Given problem: In the feature store reference extract, which functions are introduced with a full signature line ending in "[source]"? Give only their names.

Selected extract:
Prints out a description of all training views, the ID, name, description and optional label

Parameters

training_view – The training view name

Returns

None

Returns an interactive feature search that enables users to search for features and profiles the selected Feature. Two forms of this search exist. 1 for use inside of the managed Splice Machine notebook environment, and one for standard Jupyter. This is because the managed Splice Jupyter environment has extra functionality that would not be present outside of it. The search will be automatically rendered depending on the environment.

Parameters

pandas_profile – Whether to use pandas / spark to profile the feature. If pandas is selected

but the dataset is too large, it will fall back to Spark. Default Pandas.

display_model_drift(schema_name: str, table_name: str, time_intervals: int, start_time: Optional[datetime.datetime] = None, end_time: Optional[datetime.datetime] = None)[source]

Displays as many as time_intervals plots showing the distribution of the model prediction within each time period. Time periods are equal periods of time where predictions are present in the model table schema_name.table_name. Model predictions are first filtered to only those occurring after start_time if specified and before end_time if specified.

Parameters
  • schema_name – schema where the model table resides

  • table_name – name of the model table

  • time_intervals – number of time intervals to plot

  • start_time – if specified, filters to only show predictions occurring after this date/time

  • end_time – if specified, filters to only show predictions occurring before this date/time

display_model_feature_drift(schema_name: str, table_name: str)[source]

Displays feature by feature comparison between the training set of the deployed model and the input feature values used with the model since deployment.

Parameters
  • schema_name – name of database schema where model table is deployed

  • table_name – name of the model table

Returns

None

feature_exists(name: str)bool[source]

Returns if a feature exists or not

Parameters

name – The feature name

Returns

bool True if the feature exists, False otherwise

feature_set_exists(schema: str, table: str)bool[source]

Returns if a feature set exists or not

Parameters
  • schema – The feature set schema

  • table – The feature set table

Returns

bool True if the feature exists, False otherwise

get_backfill_intervals(schema_name: str, table_name: str)List[datetime.datetime][source]

Gets the backfill intervals necessary for the parameterized backfill SQL obtained from the features.FeatureStore.get_backfill_sql() function. This function will likely not be necessary as you can perform backfill at the time of feature set creation automatically.

Parameters
  • schema_name – The schema name of the feature set

  • table_name – The table name of the feature set

Returns

The list of datetimes necessary to parameterize the backfill SQL

get_backfill_sql(schema_name: str, table_name: str)[source]

Returns the necessary parameterized SQL statement to perform backfill on an Aggregate Feature Set. The Feature Set must have been deployed using the features.FeatureStore.create_aggregation_feature_set_from_source() function. Meaning there must be a Source and a Pipeline associated to it. This function will likely not be necessary as you can perform backfill at the time of feature set creation automatically.

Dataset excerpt
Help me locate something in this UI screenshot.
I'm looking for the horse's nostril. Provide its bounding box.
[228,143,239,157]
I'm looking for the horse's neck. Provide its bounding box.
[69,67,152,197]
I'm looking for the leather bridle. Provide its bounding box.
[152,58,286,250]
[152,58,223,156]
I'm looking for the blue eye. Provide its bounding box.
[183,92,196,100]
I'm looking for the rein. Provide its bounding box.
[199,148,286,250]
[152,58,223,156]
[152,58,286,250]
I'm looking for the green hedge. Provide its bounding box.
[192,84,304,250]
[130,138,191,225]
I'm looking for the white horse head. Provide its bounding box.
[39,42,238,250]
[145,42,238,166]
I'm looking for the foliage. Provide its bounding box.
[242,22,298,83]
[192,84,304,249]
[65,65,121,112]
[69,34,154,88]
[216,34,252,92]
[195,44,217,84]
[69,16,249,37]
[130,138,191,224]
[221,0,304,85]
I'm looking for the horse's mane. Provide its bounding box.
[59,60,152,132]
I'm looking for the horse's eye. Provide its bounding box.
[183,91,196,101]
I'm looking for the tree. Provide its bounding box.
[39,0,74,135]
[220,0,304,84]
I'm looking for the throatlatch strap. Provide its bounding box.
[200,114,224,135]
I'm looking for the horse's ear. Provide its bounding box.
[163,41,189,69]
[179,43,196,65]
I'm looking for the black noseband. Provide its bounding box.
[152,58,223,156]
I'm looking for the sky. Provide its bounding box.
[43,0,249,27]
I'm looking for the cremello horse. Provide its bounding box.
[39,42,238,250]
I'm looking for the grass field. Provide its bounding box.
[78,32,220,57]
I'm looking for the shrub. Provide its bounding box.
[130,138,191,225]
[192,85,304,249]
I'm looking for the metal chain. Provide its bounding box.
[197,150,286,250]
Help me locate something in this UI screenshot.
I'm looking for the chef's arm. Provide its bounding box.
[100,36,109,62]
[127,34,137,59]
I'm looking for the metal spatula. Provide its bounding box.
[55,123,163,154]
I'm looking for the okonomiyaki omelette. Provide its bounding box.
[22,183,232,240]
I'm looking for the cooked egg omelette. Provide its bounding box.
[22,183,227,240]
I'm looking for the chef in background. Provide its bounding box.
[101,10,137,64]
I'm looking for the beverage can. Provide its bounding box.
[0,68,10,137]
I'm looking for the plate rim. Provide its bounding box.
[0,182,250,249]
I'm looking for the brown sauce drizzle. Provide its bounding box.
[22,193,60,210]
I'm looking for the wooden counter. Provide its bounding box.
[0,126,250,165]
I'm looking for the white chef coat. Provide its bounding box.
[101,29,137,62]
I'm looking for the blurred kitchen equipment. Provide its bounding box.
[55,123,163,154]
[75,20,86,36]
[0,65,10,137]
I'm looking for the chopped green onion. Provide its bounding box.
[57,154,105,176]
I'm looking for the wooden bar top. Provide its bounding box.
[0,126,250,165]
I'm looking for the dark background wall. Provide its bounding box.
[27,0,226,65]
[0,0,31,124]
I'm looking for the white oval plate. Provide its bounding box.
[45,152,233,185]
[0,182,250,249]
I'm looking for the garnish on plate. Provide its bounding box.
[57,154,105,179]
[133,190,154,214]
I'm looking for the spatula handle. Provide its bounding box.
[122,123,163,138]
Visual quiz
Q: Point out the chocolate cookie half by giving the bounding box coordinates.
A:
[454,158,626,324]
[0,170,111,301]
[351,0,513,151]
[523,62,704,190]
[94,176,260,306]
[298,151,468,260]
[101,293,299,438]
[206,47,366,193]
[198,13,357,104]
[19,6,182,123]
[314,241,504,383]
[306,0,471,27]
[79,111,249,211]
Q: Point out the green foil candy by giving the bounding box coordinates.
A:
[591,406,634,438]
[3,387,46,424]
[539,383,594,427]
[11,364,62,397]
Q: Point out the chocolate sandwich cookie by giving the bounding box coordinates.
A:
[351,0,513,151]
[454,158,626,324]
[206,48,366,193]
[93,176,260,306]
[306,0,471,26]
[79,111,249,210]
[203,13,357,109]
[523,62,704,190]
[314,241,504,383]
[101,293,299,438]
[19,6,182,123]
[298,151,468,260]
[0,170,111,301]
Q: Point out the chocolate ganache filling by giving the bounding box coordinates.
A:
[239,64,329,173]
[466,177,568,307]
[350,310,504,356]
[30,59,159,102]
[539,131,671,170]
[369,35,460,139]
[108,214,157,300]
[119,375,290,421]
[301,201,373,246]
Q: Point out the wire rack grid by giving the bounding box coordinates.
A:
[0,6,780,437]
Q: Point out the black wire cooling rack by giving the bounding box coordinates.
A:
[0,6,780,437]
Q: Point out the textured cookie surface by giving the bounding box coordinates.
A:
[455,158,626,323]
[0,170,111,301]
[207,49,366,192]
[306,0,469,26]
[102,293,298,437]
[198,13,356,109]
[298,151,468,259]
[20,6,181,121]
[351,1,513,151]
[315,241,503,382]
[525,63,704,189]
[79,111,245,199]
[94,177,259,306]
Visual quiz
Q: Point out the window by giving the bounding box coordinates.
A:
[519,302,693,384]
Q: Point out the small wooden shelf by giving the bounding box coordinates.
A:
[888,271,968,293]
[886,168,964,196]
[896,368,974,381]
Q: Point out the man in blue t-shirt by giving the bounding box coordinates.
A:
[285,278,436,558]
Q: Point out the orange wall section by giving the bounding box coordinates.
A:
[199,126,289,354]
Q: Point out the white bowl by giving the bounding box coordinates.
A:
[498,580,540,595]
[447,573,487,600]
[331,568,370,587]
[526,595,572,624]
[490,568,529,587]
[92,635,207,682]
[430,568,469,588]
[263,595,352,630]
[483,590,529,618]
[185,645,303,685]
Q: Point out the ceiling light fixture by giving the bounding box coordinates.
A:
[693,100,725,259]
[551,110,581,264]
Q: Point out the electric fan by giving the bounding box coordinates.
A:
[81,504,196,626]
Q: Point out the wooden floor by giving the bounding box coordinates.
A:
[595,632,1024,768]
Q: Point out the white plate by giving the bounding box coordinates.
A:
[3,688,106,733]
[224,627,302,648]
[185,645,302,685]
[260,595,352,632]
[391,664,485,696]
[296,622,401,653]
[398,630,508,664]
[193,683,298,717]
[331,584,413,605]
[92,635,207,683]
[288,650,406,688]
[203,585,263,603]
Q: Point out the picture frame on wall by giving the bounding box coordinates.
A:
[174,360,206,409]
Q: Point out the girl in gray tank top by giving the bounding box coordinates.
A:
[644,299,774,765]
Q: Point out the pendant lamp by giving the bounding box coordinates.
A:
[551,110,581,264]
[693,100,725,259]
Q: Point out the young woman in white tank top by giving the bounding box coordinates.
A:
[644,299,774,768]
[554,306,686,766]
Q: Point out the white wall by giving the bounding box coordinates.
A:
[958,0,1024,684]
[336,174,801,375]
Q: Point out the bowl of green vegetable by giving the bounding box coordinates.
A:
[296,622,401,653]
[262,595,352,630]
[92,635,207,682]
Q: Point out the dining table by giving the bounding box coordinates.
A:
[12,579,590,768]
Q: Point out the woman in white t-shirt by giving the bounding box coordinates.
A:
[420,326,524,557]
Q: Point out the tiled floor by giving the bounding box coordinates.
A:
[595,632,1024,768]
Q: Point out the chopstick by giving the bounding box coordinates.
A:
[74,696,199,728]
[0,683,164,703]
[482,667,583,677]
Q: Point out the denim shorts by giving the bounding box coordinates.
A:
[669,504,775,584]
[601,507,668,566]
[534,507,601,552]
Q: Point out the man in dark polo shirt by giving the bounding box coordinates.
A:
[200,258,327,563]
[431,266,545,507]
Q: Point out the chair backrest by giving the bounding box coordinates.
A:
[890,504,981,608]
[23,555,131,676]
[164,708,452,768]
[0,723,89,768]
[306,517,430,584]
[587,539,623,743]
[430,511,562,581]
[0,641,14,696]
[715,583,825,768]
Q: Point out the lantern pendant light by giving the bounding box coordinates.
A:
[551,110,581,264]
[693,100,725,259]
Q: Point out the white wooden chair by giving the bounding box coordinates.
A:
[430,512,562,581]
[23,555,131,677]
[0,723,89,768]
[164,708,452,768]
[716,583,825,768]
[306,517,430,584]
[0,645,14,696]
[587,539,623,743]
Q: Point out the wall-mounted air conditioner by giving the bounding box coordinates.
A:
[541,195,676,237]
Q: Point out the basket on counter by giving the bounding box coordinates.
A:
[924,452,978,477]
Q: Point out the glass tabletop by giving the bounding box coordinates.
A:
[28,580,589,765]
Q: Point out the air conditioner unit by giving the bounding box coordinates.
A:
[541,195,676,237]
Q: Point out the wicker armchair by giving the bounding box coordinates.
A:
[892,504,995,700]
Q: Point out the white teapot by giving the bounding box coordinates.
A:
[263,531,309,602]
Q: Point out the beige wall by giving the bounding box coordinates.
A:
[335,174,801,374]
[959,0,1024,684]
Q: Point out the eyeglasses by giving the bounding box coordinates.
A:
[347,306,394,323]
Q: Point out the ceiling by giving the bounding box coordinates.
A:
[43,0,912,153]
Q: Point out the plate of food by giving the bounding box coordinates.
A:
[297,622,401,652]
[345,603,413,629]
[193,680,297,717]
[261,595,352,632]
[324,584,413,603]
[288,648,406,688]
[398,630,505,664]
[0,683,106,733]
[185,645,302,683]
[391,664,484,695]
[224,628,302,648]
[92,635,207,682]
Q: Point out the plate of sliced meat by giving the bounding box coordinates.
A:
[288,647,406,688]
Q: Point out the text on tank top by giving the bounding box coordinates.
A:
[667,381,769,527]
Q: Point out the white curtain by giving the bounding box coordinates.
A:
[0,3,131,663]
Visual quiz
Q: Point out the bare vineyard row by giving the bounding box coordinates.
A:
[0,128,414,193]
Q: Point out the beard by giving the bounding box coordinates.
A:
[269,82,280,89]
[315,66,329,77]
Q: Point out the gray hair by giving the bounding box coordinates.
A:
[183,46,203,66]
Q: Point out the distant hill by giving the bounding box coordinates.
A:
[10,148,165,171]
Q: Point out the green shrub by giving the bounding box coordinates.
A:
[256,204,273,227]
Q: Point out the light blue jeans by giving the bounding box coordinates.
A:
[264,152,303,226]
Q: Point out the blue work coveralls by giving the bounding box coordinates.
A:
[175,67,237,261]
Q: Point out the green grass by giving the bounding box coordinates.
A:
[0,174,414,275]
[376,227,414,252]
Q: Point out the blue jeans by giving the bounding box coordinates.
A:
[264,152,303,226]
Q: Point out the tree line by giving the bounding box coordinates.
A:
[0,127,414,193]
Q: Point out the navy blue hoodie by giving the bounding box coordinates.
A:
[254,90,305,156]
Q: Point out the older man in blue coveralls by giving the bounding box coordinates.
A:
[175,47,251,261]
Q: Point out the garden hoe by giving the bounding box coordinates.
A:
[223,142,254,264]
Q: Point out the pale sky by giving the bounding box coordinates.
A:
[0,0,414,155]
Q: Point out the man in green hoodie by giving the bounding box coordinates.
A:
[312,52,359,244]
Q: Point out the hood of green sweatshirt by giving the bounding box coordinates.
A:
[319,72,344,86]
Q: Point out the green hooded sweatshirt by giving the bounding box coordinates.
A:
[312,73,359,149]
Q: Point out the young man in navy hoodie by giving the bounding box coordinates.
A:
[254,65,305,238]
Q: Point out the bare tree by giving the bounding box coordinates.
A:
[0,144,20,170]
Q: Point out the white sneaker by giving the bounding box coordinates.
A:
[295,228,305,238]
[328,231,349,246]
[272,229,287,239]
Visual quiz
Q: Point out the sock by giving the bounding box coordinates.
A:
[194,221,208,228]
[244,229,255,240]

Task result:
display_model_drift
display_model_feature_drift
feature_exists
feature_set_exists
get_backfill_intervals
get_backfill_sql